Por favor, imprime tal cual las líneas del listado que van desde la que contiene "Would you do me a favor and mark the greenhouse with" hasta la que contiene "0,258,472,313", ambas incluidas.

= Datos de trabajo =

====================

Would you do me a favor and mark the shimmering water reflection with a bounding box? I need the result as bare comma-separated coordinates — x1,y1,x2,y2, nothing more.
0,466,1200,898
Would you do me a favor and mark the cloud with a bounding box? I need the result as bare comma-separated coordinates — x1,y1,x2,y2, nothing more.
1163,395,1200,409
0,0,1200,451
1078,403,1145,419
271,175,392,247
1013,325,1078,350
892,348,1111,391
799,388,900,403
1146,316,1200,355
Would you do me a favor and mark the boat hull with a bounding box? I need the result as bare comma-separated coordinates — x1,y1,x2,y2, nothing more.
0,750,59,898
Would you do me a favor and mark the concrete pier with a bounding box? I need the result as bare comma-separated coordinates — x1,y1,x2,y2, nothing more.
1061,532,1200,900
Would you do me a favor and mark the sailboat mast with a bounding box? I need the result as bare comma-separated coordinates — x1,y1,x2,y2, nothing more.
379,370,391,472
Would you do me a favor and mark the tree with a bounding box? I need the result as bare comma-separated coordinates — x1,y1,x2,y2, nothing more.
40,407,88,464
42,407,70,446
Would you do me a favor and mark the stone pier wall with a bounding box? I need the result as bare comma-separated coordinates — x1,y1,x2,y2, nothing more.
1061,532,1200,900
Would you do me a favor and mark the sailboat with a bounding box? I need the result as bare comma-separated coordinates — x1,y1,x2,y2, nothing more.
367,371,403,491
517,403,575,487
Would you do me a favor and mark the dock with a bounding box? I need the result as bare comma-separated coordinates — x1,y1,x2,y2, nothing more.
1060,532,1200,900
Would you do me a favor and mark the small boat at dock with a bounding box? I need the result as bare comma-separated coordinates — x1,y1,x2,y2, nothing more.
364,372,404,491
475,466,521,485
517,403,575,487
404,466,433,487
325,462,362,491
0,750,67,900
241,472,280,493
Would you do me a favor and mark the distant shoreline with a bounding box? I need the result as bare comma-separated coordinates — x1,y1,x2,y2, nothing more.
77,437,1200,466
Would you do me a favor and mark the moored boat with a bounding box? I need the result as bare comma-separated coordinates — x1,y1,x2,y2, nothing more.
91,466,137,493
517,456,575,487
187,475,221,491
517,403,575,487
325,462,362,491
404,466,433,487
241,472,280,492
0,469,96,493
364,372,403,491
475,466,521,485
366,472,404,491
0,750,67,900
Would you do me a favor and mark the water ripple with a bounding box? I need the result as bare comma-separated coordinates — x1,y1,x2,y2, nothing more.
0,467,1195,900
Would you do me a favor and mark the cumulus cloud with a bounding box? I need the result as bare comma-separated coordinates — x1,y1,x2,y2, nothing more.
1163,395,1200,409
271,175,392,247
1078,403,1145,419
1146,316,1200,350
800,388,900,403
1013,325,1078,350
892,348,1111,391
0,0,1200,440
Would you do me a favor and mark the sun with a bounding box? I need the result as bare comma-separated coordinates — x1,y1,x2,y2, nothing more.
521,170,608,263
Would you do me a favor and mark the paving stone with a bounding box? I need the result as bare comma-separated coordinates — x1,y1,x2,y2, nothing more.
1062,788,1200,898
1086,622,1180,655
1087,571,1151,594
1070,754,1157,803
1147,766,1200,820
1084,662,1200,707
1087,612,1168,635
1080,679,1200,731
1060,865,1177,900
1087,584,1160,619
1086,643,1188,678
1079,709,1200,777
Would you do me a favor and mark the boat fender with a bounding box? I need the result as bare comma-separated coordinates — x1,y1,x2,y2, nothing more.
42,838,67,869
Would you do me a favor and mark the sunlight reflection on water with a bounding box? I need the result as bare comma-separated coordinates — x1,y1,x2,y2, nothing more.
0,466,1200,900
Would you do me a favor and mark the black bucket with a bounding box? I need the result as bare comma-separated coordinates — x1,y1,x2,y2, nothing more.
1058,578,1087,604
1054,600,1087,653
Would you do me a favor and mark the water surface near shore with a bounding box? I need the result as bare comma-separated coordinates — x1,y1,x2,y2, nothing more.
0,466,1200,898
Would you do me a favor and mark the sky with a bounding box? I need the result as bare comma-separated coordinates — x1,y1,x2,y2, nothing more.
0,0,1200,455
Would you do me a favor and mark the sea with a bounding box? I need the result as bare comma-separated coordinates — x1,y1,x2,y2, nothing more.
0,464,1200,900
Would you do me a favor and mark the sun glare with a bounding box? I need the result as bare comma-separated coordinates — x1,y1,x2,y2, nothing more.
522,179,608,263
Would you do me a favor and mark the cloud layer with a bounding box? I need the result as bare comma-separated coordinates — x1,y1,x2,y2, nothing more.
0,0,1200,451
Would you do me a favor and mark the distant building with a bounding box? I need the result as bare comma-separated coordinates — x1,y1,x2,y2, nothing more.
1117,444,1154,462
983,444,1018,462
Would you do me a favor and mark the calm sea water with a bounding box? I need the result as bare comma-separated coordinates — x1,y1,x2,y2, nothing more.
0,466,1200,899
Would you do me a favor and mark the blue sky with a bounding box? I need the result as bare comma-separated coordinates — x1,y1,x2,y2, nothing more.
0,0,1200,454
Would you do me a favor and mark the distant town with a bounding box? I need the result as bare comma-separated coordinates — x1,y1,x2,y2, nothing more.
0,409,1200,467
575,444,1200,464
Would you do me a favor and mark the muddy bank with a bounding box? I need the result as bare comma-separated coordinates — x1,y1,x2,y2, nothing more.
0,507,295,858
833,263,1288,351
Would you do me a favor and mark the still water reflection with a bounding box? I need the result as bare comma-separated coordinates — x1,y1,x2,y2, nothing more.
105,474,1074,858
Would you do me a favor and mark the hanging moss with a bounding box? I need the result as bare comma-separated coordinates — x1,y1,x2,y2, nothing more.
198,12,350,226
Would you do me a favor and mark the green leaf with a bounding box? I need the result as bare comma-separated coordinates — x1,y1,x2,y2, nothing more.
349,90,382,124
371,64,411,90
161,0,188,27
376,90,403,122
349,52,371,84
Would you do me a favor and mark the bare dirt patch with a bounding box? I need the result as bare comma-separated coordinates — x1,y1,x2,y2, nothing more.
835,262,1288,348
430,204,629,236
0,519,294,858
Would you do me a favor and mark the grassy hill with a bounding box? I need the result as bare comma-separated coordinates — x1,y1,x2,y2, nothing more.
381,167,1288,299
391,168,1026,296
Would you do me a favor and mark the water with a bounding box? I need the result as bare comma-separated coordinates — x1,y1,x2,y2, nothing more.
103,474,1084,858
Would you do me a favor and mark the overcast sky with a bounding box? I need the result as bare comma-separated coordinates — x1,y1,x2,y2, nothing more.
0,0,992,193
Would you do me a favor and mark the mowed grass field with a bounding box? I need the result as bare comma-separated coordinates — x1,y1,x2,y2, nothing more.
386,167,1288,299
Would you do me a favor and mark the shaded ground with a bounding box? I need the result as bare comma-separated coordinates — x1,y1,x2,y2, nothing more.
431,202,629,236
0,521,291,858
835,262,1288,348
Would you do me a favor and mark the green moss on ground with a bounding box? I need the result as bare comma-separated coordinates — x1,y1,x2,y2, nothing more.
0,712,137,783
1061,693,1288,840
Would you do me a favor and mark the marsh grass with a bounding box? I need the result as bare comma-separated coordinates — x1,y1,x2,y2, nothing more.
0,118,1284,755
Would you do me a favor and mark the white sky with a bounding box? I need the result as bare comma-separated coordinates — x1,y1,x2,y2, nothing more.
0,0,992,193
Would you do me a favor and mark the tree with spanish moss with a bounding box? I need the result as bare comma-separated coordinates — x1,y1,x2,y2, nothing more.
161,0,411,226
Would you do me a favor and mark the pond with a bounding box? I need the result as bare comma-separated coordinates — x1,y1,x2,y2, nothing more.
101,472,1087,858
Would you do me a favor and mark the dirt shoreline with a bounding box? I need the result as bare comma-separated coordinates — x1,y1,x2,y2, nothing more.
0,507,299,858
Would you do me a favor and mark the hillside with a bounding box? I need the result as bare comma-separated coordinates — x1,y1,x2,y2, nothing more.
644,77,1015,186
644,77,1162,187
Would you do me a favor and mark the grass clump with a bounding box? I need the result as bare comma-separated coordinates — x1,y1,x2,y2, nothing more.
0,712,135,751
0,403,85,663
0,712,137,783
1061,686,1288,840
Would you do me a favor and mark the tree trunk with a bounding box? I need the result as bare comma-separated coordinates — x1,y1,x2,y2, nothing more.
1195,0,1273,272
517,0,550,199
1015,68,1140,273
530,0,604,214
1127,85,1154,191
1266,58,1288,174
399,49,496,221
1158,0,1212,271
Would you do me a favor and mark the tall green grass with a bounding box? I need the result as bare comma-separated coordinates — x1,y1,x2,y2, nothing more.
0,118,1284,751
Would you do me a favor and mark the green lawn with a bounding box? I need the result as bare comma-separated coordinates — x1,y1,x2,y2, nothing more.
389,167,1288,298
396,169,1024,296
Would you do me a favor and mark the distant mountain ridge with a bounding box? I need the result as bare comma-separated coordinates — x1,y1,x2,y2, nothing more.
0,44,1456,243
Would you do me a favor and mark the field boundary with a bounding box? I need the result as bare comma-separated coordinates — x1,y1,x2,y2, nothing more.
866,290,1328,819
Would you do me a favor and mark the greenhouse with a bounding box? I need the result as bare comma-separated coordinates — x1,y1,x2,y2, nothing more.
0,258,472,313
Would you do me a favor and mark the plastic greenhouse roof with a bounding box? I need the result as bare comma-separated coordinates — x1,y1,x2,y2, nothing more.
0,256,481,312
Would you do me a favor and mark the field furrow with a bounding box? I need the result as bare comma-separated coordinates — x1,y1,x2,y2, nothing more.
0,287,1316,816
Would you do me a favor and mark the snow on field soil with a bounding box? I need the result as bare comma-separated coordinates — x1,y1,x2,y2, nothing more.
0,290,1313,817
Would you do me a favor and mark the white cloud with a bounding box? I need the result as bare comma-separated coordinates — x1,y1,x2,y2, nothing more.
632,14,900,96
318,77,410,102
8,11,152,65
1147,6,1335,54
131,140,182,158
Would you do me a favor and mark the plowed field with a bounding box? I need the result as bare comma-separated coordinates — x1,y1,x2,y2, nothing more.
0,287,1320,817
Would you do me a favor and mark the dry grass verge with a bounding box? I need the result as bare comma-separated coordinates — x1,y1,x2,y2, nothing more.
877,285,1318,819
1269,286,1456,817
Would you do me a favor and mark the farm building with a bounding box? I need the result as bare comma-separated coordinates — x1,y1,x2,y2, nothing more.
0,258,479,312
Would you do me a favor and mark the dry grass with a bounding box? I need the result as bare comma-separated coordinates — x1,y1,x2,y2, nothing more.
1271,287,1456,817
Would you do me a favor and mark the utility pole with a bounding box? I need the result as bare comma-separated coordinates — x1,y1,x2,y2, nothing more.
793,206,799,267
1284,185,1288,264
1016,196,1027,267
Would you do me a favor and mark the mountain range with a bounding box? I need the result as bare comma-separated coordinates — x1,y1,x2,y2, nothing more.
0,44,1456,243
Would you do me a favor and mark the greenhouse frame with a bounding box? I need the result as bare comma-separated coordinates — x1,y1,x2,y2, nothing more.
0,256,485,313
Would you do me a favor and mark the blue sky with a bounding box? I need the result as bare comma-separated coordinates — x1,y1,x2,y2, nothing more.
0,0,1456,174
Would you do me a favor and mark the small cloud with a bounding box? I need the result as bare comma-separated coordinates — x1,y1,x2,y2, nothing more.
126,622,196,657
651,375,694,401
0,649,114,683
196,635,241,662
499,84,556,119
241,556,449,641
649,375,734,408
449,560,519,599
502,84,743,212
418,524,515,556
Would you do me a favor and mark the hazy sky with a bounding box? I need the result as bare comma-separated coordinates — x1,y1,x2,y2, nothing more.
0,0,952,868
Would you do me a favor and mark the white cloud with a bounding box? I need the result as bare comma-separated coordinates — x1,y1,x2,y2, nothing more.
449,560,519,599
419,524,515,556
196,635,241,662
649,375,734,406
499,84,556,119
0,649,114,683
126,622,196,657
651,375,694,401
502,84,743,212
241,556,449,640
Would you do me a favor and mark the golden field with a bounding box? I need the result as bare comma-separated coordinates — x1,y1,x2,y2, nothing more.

====================

= Respuesta =
Would you do me a favor and mark the greenhouse with a bounding box? I need the result as bare comma-separated coordinates — x1,y1,x2,y2, nothing more.
0,258,472,313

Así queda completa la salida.